- Task statement
Edit the data below so that "white" becomes "black" and nothing else changes, and omit the pictures from your answer.

- Source records
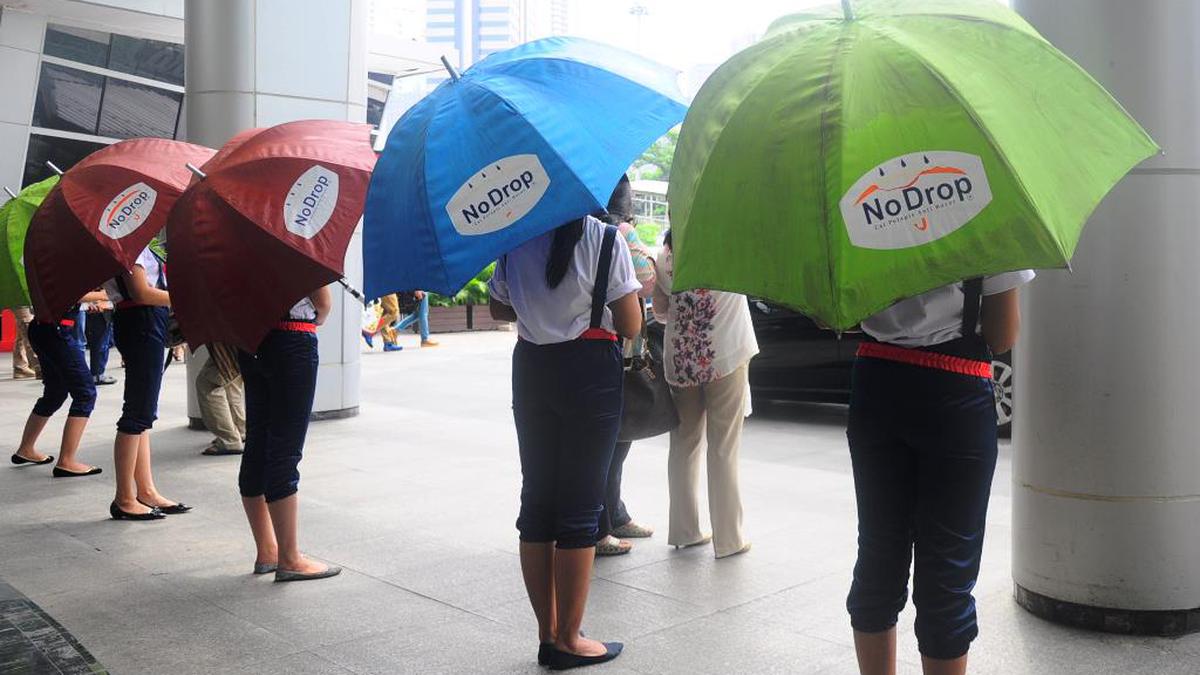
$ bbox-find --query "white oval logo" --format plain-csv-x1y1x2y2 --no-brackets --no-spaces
446,155,550,237
841,151,991,250
283,165,337,239
100,183,158,239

- Task solution
$ bbox-find --query "black oval logo" --format plain-csv-x1y1x2y2 --no-brackets --no-spaces
446,155,550,237
841,151,991,250
283,165,337,239
100,183,158,239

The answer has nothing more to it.